What is needed -
Return every line of the data below that contains the word "mountain", copying each such line in full.

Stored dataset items
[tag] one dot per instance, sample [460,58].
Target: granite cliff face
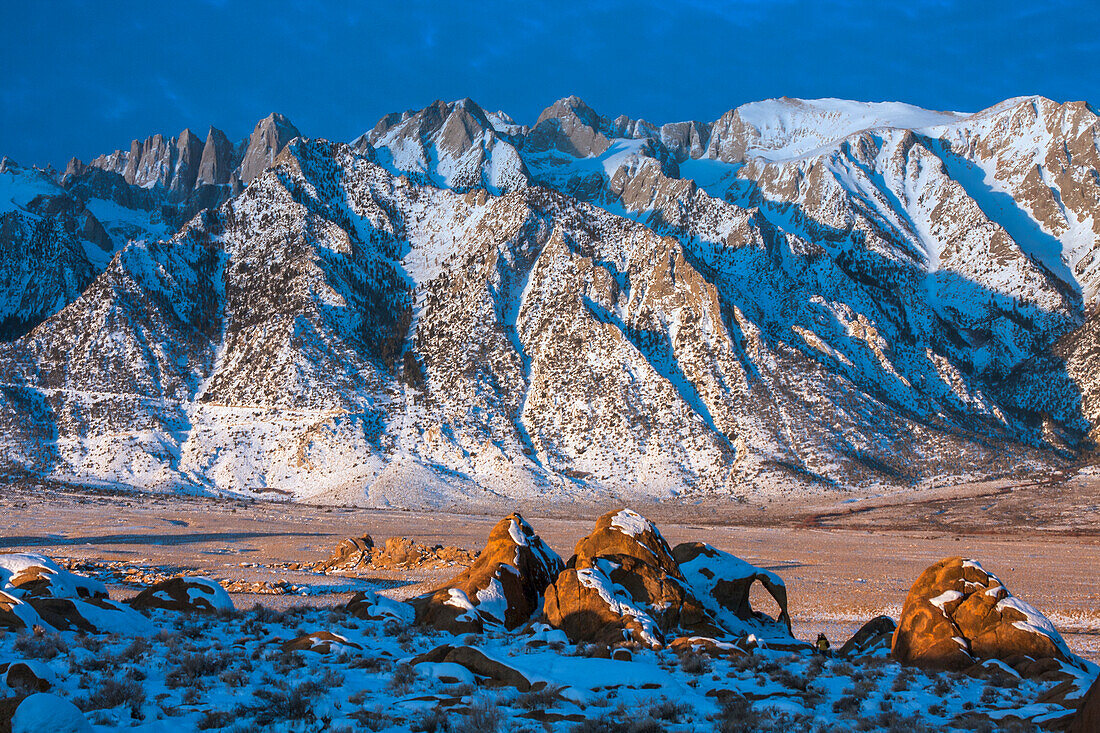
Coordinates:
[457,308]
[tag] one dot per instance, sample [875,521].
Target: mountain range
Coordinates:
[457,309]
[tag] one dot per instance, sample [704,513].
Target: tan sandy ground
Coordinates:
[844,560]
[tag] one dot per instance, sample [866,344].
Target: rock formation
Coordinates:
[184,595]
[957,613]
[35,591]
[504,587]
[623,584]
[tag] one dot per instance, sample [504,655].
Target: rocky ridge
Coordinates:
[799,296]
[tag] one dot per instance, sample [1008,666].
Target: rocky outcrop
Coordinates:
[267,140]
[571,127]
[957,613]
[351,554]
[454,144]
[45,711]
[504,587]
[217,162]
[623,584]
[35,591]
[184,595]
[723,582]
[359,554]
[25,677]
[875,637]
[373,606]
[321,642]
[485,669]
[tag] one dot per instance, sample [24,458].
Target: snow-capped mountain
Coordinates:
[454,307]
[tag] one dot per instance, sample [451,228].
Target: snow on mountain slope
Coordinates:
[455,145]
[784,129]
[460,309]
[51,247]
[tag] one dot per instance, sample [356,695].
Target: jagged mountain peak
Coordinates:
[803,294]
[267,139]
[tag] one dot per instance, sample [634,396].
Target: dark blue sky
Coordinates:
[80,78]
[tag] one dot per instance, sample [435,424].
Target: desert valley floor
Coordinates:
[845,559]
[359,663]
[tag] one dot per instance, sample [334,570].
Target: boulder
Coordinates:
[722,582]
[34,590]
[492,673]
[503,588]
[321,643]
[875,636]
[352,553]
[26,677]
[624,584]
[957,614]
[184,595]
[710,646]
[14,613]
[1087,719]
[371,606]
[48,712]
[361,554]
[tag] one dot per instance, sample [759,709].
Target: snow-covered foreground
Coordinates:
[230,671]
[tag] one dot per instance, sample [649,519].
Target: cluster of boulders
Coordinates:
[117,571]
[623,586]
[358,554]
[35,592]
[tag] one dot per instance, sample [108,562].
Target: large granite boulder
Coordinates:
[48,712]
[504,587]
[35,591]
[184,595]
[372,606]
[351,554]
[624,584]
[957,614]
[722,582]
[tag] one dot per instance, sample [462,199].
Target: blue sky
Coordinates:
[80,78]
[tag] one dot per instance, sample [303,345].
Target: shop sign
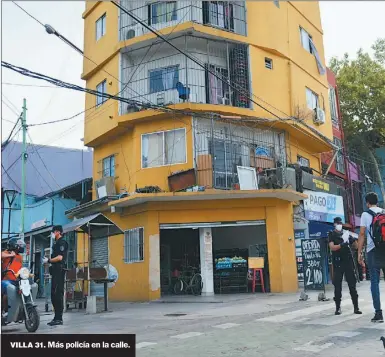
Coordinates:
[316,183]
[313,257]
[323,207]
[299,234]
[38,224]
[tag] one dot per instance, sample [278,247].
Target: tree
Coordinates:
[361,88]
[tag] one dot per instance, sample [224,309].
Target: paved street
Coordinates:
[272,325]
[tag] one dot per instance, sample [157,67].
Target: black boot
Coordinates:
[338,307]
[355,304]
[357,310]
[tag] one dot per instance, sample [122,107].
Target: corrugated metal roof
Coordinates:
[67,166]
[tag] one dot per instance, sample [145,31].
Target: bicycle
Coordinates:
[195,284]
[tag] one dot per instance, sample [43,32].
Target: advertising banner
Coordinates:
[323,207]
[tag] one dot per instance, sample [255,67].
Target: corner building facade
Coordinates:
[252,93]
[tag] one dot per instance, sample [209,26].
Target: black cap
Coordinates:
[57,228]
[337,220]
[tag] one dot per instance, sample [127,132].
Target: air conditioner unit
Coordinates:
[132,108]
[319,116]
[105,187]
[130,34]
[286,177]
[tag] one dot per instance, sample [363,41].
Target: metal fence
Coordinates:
* * *
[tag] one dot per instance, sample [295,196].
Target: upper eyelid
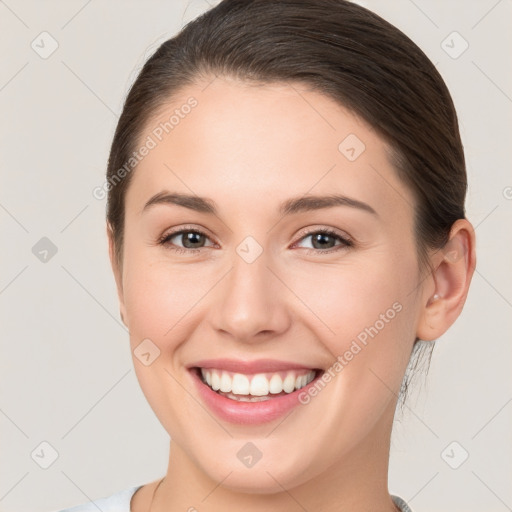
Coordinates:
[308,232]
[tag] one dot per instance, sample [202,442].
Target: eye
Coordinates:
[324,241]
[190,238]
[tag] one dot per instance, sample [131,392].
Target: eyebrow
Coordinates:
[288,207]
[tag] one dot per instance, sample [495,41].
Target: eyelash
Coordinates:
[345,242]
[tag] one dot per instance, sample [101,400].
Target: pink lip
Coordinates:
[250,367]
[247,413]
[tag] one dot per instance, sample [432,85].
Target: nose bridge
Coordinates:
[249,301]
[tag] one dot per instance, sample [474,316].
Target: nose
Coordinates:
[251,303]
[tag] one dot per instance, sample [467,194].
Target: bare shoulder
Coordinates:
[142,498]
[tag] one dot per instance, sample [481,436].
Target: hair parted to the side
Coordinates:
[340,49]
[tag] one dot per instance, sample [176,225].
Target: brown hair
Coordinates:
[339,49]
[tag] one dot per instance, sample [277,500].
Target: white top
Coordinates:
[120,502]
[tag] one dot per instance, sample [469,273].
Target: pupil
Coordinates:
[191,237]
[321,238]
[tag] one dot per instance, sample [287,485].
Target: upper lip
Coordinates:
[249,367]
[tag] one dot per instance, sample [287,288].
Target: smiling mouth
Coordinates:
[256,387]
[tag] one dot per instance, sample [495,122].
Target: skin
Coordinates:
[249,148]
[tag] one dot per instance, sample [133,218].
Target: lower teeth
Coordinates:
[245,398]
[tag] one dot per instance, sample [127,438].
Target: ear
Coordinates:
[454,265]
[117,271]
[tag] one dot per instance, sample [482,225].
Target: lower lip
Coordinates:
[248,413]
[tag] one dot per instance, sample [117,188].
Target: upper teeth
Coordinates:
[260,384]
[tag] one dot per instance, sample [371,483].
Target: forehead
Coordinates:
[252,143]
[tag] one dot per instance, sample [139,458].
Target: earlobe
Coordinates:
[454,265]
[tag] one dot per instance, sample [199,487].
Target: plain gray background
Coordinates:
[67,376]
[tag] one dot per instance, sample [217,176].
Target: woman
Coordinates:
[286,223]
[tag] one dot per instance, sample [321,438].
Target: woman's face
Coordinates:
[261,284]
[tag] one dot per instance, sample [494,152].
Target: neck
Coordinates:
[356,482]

Exercise output -
Target: mountain range
Target: snow-capped mountain
Target: snow on mountain slope
Target: jagged mountain peak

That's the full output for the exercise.